_Record set_
╭──

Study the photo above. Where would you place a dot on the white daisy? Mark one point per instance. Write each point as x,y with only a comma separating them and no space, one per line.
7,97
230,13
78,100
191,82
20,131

╰──

_Written problem_
Rewrite the data with "white daisy" replaced by "yellow tulip" and everything else unchanged.

_Full response_
Study the photo above. Where would you place a dot on the yellow tulip? Mark one point per instance. Write each point as x,y with only a comma separating them and no space, one per line.
7,97
230,13
78,100
191,82
20,131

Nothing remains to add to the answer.